[[ TEXT FOR ANALYSIS, beginning ]]
Prevalence and Pattern of Epilepsy Treatment in Different Socioeconomic Classes in Brazil
Article first published online: 27 FEB 2007
Volume 48, Issue 5, pages 880–885, May 2007
How to Cite
Noronha, A. L. A., Borges, M. A., Marques, L. H. N., Zanetta, D. M. T., Fernandes, P. T., De Boer, H., Espíndola, J., Miranda, C. T., Prilipko, L., Bell, G. S., Sander, J. W. and Li, L. M. (2007), Prevalence and Pattern of Epilepsy Treatment in Different Socioeconomic Classes in Brazil. Epilepsia, 48: 880–885. doi: 10.1111/j.1528-1167.2006.00974.x
- Issue published online: 13 MAR 2007
- Article first published online: 27 FEB 2007
- Accepted October 16, 2006
- Antiepileptic drug;
- Treatment gap;
Summary: Purpose: The worldwide prevalence of epilepsy is variable, estimated at 10//1,000 people, and access to treatment is also variable. Many people go untreated, particularly in resource-poor countries.
Objective: To estimate the prevalence of epilepsy and the proportion of people not receiving adequate treatment in different socioeconomic classes in Brazil, a resource-poor country.
Methods: A door-to-door survey was conducted to assess the prevalence and treatment gap of epilepsy in three areas of two towns in Southeast Brazil with a total population of 96,300 people. A validated screening questionnaire for epilepsy (sensitivity 95.8%, specificity 97.8%) was used. A neurologist further ascertained positive cases. A validated instrument for socioeconomic classification was used.
[[ TEXT FOR ANALYSIS, end ]]
**PROBLEMS TO WORK ON:**
**A.** Answer these from the epilepsy abstract:
(i) What was the total population of the areas surveyed?
(ii) What sensitivity is given for the screening questionnaire?
(iii) On what date was the article accepted?
**B.** Decide whether each statement agrees with the epilepsy abstract. Answer yes or no and quote the words from the abstract that settle it.
(i) The survey covered three areas in two towns in Southeast Brazil.
(ii) The article first appeared online in March 2007.
(iii) A general practitioner confirmed the positive cases.
**C.** Pick up the epilepsy abstract where it stops and continue it.
The lines come from a separate source unrelated to the epilepsy abstract.
[[ THE DATA, beginning ]]
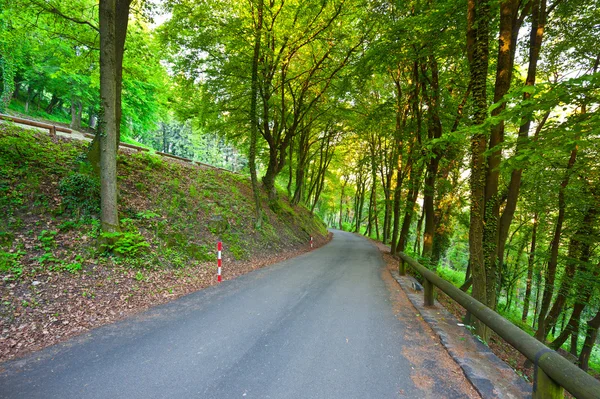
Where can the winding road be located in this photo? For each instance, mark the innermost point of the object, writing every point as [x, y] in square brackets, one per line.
[327, 324]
[[ THE DATA, end ]]
**RESULTS BY TASK:**
**A.**
(i) 96,300 people
(ii) 95.8%
(iii) October 16, 2006

**B.**
(i) Yes: "three areas of two towns in Southeast Brazil"
(ii) No: "Article first published online: 27 FEB 2007"
(iii) No: "A neurologist further ascertained positive cases."

**C.**
Results: Lifetime prevalence was 9.2/1,000 people [95% CI 8.4–10.0] and the prevalence of active epilepsy was 5.4/1,000 people. This was higher in the more deprived social classes (7.5/1,000 compared with 1.6/1,000 in the less deprived). Prevalence was also higher in elderly people (8.5/1,000). Thirty-eight percent of patients with active epilepsy had inadequate treatment (19% on no medication); the figures were similar in the different socioeconomic groups.
Conclusion: The prevalence of epilepsy in Brazil is similar to other resource-poor countries, and the treatment gap is high. Epilepsy is more prevalent among less wealthy people and in elderly people. There is an urgent need for education in Brazil to inform people that epilepsy is a treatable, as well as preventable, condition.